# [Actions to take]
[1] Retype the passage of the biography of Gabriela Oprea-Ilies that begins with the words containing "Emory University Hospital, USA" and ends with "member of repute.".
[2] According to the biography of Gabriela Oprea-Ilies, where did she complete her Cytology fellowship?
[3] List every position the biography of Gabriela Oprea-Ilies says she currently holds.

# [Quoted passage]
Start of Block
Emory University Hospital, USA
Title: Molecular pathways in breast cancers: from clinical-pathologic presentation to personalized therapy
Gabriela Oprea-Ilies has a medical degree from The Institute of Medicine and Pharmacy, Bucharest, Romania. She completed pathology residency at the University of Minnesota, Twin Cities and Cytology fellowship at Emory University, Atlanta, GA. She studied breast cancer with Dr. Schnitt, Collins and Mallory, in Boston. Currently she is a pathologist, Assistant Professor and Principal Investigator of the breast tissue bank at Emory University, Director of the Immunolab at Grady Memorial Hospital and Adjunct Professor at Georgia State University. She has published in reputed journals, has been reviewing papers and serving in the editorial board member of repute.
End of Block
# [Dataset content]
Start of Block
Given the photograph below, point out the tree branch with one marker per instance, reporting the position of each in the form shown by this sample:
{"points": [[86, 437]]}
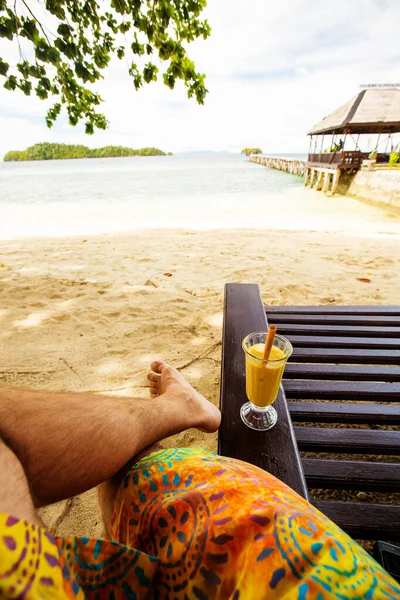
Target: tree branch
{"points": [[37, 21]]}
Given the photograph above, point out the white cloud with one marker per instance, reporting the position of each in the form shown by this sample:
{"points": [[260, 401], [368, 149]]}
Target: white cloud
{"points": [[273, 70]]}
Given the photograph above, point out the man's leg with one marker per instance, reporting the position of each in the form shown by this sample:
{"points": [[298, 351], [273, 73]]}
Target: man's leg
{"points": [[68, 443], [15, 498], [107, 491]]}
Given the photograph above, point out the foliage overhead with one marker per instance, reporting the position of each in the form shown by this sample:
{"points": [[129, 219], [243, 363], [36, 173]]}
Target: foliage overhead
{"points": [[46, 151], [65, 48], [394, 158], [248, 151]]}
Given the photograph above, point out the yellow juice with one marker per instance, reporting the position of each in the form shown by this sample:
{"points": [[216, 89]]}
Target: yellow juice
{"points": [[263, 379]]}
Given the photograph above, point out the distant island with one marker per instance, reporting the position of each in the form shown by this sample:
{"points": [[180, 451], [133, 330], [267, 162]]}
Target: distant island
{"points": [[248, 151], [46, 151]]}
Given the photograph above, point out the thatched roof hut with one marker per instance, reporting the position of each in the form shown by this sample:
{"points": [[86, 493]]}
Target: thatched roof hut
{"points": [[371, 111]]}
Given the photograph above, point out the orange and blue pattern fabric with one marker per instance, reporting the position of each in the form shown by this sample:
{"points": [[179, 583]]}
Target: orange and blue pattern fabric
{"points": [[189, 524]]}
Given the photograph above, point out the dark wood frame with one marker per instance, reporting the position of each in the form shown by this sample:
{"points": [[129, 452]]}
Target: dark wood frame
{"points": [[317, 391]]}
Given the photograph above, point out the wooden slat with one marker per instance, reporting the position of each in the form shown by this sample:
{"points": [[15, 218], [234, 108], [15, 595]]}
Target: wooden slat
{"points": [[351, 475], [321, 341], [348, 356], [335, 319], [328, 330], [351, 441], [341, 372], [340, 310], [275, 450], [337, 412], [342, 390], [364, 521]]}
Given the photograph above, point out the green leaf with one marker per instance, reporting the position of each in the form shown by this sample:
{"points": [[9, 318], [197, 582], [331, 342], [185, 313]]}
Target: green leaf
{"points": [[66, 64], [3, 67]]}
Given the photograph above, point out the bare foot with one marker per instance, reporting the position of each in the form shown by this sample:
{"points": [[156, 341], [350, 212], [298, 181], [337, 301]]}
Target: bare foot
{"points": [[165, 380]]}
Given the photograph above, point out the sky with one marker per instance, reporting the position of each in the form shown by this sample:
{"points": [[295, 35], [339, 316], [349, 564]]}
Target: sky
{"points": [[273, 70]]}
End of Block
# [Results for each task]
[1]
Emory University Hospital, USA
Title: Molecular pathways in breast cancers: from clinical-pathologic presentation to personalized therapy
Gabriela Oprea-Ilies has a medical degree from The Institute of Medicine and Pharmacy, Bucharest, Romania. She completed pathology residency at the University of Minnesota, Twin Cities and Cytology fellowship at Emory University, Atlanta, GA. She studied breast cancer with Dr. Schnitt, Collins and Mallory, in Boston. Currently she is a pathologist, Assistant Professor and Principal Investigator of the breast tissue bank at Emory University, Director of the Immunolab at Grady Memorial Hospital and Adjunct Professor at Georgia State University. She has published in reputed journals, has been reviewing papers and serving in the editorial board member of repute.

[2] Emory University, Atlanta, GA.

[3]
- Pathologist
- Assistant Professor
- Principal Investigator of the breast tissue bank at Emory University
- Director of the Immunolab at Grady Memorial Hospital
- Adjunct Professor at Georgia State University